- Born: Mohsin Ali Zaidi 1984/1985 Walthamstow, London, England
- Occupation: Barrister and author
- Education: University of Oxford
- Subject: Coming of age memoir
- Notable works: A Dutiful Boy
- Notable awards: Lambda Literary Award 2021 for gay memoir/biography

Website
- www.mohsinzaidi.com

= Mohsin Zaidi (author) =

British author and barrister

Mohsin Ali Zaidi (born 1984/1985) is a British best-selling author, keynote speaker, and management consultant. His debut book, published by Penguin, was the 2020 coming of age memoir A Dutiful Boy about growing up gay in a Muslim household in Britain. It won the Polari First Book Prize and the LAMBDA Literary Award for gay memoir/biography in 2021.

==Early life and education==
Zaidi was born to Pakistani Shia Muslim parents and grew up in Walthamstow, East London. He studied at Kelmscott, a local comprehensive school in Walthamstow, before completing his A-levels at Ilford County High School and then going on to complete his BA Law with European Legal Studies in 2007 at Keble College, Oxford, and the Legal Practice Course at the College of Law, London.

DATA EXTRACT:
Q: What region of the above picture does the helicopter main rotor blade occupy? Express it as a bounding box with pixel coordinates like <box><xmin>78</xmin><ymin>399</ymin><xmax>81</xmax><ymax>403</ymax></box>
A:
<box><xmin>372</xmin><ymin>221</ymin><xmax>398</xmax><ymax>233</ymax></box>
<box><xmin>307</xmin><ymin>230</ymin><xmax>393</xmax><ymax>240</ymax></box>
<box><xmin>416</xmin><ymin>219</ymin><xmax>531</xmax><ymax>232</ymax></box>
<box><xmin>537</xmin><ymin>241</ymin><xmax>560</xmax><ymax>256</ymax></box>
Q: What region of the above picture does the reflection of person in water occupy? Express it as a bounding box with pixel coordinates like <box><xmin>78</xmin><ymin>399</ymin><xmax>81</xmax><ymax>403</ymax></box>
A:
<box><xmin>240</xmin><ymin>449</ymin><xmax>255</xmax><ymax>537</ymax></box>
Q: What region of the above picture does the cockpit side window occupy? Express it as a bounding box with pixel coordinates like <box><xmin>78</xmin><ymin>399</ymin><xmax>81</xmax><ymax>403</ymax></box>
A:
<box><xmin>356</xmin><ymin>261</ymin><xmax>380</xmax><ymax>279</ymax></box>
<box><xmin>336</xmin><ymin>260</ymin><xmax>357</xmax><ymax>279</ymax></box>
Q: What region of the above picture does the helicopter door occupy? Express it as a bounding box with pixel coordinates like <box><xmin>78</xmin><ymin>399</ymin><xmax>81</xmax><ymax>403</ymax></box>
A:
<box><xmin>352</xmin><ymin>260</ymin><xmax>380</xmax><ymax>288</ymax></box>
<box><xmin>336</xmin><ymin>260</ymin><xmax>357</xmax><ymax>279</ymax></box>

EXERCISE INSTRUCTIONS: Pick up the Mohsin Zaidi article after its final sentence and keep writing it. The entries aren't needed for this.

FINAL ANSWER:
==Career==
=== Legal ===
In 2009, Zaidi passed the New York State Bar, qualifying as a New York attorney. Following his graduation from Oxford University, he spent four years as a solicitor in the dispute resolution department of Linklaters LLP before working as a judicial assistant for almost a year from September 2013 to Lord Wilson of Culworth and Lord Sumption at the Supreme Court of the United Kingdom. He also previously worked at a UN War Crimes Tribunal in The Hague. In 2015, he transferred to the Bar and practiced as a criminal barrister at 6 King's Bench Walk. In 2021, he left 6KBW and joined the strategic advisory firm Hakluyt as a management consultant.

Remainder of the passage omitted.